- **Text segment**

2712. THE INTERIOR OF HAARLEM CHURCH

Johannes Bosboom (Dutch: 1817-1891).

A characteristic piece by a painter of architecture who "rendered very delicately the play of sunbeams in the interior of picturesque churches, and warm effects of light in large halls and dusky corners" (Muther).

2713. THE PHILOSOPHER

Joseph Israels (Dutch: 1824-1911).

Joseph Israels, the head of the modern Dutch School and a painter of world-wide reputation, has been called "The Dutch Millet," and "a modern Rembrandt"; and the phrases serve to indicate his characteristics, and his place in the development of modern art. He essayed to do what Rembrandt had done triumphantly two centuries before: to paint "not accidents, but life itself." He made in Dutch art the same departure that Millet made in French: he turned from conventional themes and motives to the life around him. Like Millet, Israels made a false start in art. He went to Paris in 1845, entered the École des Beaux-Arts, showing "Achilles and Patroclus" as his probationary drawing, and on his return to Amsterdam in 1848 began to paint, as Delaroche had taught him, "historical" scenes, Calabrian brigands, and other subjects in "the grand style." His health broke down, and he was ordered change of scene. At Zandvoort, a small fishing village near Haarlem, he found his Barbizon. "He lodged with a ship's carpenter, took part in all the usages of his house-mates, and began to perceive amid these new surroundings that the events of the present are capable of being painted, that the sorrows of the poor are as deep as the tragical fate of ancient heroes, that everyday life is as poetic as any historical subject, and that nothing suggests richer moods of feeling than the interior of a fishing-hut, bathed in tender light and harmonious in colour. This residence of several months in a distant little village led him to discover his calling, and determined his future career" (Muther). He was a devoted Jew, with a deep interest in the life and character of those of his race who abound in Holland. Among them, and among the Dutch toilers of the sea, he found his vocation, in painting the tragedy, the pathos, or the simple domestic joys of humble working folk. He did this with a technical mastery and with rare insight. His power of pathetic expression is remarkable; and over his work a spirit of soft tenderness is suffused. Many, perhaps most, of his pictures are sombre, but he had an eye for youth and hope, as well as age and sorrow, and few artists have painted children with so much sympathy. His method is broad and simple; his pictures having unity of effect, and telling their own story with great directness.

- **Given entries**
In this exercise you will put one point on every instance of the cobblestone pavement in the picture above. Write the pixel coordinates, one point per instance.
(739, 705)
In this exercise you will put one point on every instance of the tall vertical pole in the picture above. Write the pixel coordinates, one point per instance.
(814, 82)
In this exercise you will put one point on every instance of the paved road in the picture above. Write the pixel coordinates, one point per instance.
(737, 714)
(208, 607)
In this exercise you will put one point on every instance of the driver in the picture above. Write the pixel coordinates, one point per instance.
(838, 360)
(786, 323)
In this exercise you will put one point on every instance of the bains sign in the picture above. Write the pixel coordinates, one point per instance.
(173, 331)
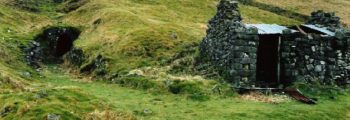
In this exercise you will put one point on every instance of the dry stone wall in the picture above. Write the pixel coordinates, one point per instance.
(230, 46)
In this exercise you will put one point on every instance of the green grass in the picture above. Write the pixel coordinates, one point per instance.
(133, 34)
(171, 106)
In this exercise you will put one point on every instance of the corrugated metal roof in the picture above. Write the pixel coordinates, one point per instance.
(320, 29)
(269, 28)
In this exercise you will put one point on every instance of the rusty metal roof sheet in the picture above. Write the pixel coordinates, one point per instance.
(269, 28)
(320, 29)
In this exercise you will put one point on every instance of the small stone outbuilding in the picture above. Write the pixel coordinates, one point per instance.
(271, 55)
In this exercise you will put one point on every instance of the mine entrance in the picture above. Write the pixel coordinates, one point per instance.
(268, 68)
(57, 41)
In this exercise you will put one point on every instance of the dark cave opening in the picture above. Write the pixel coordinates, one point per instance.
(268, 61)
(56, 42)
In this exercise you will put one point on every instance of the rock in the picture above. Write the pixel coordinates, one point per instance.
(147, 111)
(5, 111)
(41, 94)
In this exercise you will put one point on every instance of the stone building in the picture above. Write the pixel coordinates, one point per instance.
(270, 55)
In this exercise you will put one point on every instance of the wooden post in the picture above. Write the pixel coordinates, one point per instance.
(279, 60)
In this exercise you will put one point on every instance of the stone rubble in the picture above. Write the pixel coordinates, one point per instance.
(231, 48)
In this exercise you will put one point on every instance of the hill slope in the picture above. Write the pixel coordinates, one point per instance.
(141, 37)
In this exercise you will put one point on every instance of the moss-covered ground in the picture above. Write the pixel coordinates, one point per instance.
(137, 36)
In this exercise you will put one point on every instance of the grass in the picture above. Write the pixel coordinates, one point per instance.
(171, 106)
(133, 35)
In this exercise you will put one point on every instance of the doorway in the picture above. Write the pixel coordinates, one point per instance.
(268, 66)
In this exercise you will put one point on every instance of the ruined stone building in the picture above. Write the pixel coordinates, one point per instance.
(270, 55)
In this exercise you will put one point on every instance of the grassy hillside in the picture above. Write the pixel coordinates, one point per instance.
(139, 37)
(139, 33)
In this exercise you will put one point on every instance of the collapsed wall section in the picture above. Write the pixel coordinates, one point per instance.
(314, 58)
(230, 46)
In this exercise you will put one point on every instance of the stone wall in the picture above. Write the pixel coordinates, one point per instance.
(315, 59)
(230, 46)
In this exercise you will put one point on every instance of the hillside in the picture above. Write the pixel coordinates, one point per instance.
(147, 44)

- **Tasks to carry out**
[1] Answer these questions from the catalogue passage on Bosboom and Israels:
(a) What years of birth and death does the passage give for Johannes Bosboom?
(b) In what year did Israels go to Paris?
(c) Where did Israels find "his Barbizon"?
[2] Write the next part of the catalogue passage on Bosboom and Israels, picking up after its last sentence.

- **Answers for each item**
[1]
(a) 1817 and 1891.
(b) 1845.
(c) At Zandvoort, a small fishing village near Haarlem.

[2]
Joseph Israels was born at Gröningen, in the north of Holland, and for a time was occupied in his father's business as a money-changer, but he was encouraged to draw. In 1844 he went to Amsterdam, and entered the studio of Jan Kruseman. Then, as already related, came his student-years in Paris, and his false start as an historical painter. In 1855 he was represented at the Paris Exhibition by an historical picture of the Prince of Orange. In 1857 he showed at the Salon "Children by the Sea" and "Evening on the Beach." This change of subject marks the true start in an artistic career which was continuously successful, and which was prolonged into extreme old age. In 1862 his picture of "The Shipwrecked Mariner" (see below, 2732) created a sensation at the International Exhibition in London. In 1863 he married and settled down in a house midway between The Hague and Scheveningen, facing the canal. "Here the boats with their loads of herrings pass slowly along, so that the painter has only to look out of the front windows of his house in order to see the very men and women, the boats and towing-ropes, that figure in his canvases. His work is done in a studio in his garden; here he has a glass house, in which he paints his open-air figures, and has likewise fitted up a corner of an old Dutch cottage, so that open-air scenes and interiors may be as lifelike as it is possible for an artist to render them. As you enter this studio, you perceive a little old gentleman at work, dressed in a brown velvet coat. His hair is silvery white, and his somewhat pale face is lit up with the kindliest of smiles. He speaks five or six languages in the pleasantest voice imaginable, and English is one of them."